*YOUR TASKS:*
A. Summarize the article on broccoli extract and sun protection in two sentences.
B. From the article on broccoli extract and sun protection, print the stretch from "But while the" through "a broad-brimmed hat.".

*TEXT UNDER STUDY:*
------------------------------

And with additional trials, applications may not be far off, Talalay says.
"We are not very distant from human applications, and there won't be a huge delay," he notes. But, he adds, "It's hard to predict what form it will take."
Some, like Dr. Clark Otley, chairman of the Division of Dermatologic Surgery at the Mayo Clinic in Rochester, Minn., predict broccoli extract may one day be added to creams that are applied either before or after sun exposure.
All experts caution, however, that smearing broccoli on your skin is no substitute for good old sunscreen — nor is heaping your plate with this veggie at dinnertime.
"I would caution readers not to conclude that eating excessive broccoli takes the place of good sun protection programs," Leffell says.
"Apparently, our study might suggest to a few individuals that if they cover their skin with some sort of broccoli extract, they will be protected against the damage of the UV rays of the sun," Talalay says.
"This is absolutely not true."
But while the benefits of broccoli extract are still under study, doctors emphasize that playing in the sun does not always have to lead to the redness and inflammation of sun damage.
Otley encourages the liberal application of sunscreen to areas, including the face, ears, neck, back of the arms and hands. He recommends an SPF of 30 or higher, saying it should be applied as directed.
"Oftentimes, people do not apply it as thickly as recommended," he says.
But he adds that sunscreens are only part of the solution. Otley says avoiding sun exposure when the sun's rays are most potent — between 10 a.m. and 3 p.m. or 4 p.m. — and advocates protective clothing, including long-sleeve shirts and pants, sunglasses, and a broad-brimmed hat.
Otley encourages people to examine their skin once a month. If they note a suspicious mole, he advises them to have it checked by either their primary care doctor or a dermatologist.
Otley also says that "Once one has skin cancer, there is a 50 percent chance of developing another within five years; therefore, in those individuals, an annual skin exam is reasonable."
And for those who want to avoid the outdoors altogether, he offers an alternative way to get the sunshine nutrient vitamin D — through dietary supplements.

------------------------------

*MATERIAL PROVIDED:*
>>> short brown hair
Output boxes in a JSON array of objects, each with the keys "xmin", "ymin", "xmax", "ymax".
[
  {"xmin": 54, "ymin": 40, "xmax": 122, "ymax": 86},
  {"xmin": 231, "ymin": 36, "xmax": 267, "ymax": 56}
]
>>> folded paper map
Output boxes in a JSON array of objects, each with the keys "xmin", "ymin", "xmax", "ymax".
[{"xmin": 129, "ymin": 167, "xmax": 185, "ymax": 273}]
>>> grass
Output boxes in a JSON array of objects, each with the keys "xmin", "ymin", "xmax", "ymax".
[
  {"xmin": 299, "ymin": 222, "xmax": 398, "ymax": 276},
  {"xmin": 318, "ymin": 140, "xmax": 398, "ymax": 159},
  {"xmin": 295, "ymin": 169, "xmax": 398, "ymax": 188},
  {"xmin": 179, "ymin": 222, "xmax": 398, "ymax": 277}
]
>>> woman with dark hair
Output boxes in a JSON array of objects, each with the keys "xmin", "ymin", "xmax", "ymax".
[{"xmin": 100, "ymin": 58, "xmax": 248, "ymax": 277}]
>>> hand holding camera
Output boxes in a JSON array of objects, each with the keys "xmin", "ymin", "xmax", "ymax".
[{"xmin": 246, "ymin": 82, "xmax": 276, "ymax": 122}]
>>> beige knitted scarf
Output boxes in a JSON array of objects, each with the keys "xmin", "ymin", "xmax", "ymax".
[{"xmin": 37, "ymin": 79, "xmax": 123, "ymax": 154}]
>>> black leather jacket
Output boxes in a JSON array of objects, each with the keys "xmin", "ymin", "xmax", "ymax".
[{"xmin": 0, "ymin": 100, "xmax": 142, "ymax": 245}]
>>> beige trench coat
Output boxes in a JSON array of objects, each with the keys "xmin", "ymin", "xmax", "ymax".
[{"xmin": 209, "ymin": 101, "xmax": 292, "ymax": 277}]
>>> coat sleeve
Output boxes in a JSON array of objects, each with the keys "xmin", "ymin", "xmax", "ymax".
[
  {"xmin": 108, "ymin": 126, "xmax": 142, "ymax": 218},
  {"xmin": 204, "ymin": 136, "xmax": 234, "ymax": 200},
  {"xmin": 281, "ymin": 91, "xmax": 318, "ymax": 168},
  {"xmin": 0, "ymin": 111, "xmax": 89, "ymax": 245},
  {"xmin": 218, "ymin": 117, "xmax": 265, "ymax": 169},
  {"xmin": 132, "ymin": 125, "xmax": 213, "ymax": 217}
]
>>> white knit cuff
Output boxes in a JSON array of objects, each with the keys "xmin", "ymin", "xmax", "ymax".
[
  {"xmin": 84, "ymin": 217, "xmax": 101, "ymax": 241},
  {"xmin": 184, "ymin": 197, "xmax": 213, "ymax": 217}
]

------------------------------

*ANSWERS FOR EACH ITEM:*
A. Broccoli extract may one day be added to creams applied before or after sun exposure, but experts caution that neither smearing broccoli on the skin nor eating more of it is a substitute for sunscreen. Otley recommends liberally applying sunscreen of SPF 30 or higher, avoiding the sun when its rays are most potent, wearing protective clothing, and examining the skin once a month.

B.
But while the benefits of broccoli extract are still under study, doctors emphasize that playing in the sun does not always have to lead to the redness and inflammation of sun damage.
Otley encourages the liberal application of sunscreen to areas, including the face, ears, neck, back of the arms and hands. He recommends an SPF of 30 or higher, saying it should be applied as directed.
"Oftentimes, people do not apply it as thickly as recommended," he says.
But he adds that sunscreens are only part of the solution. Otley says avoiding sun exposure when the sun's rays are most potent — between 10 a.m. and 3 p.m. or 4 p.m. — and advocates protective clothing, including long-sleeve shirts and pants, sunglasses, and a broad-brimmed hat.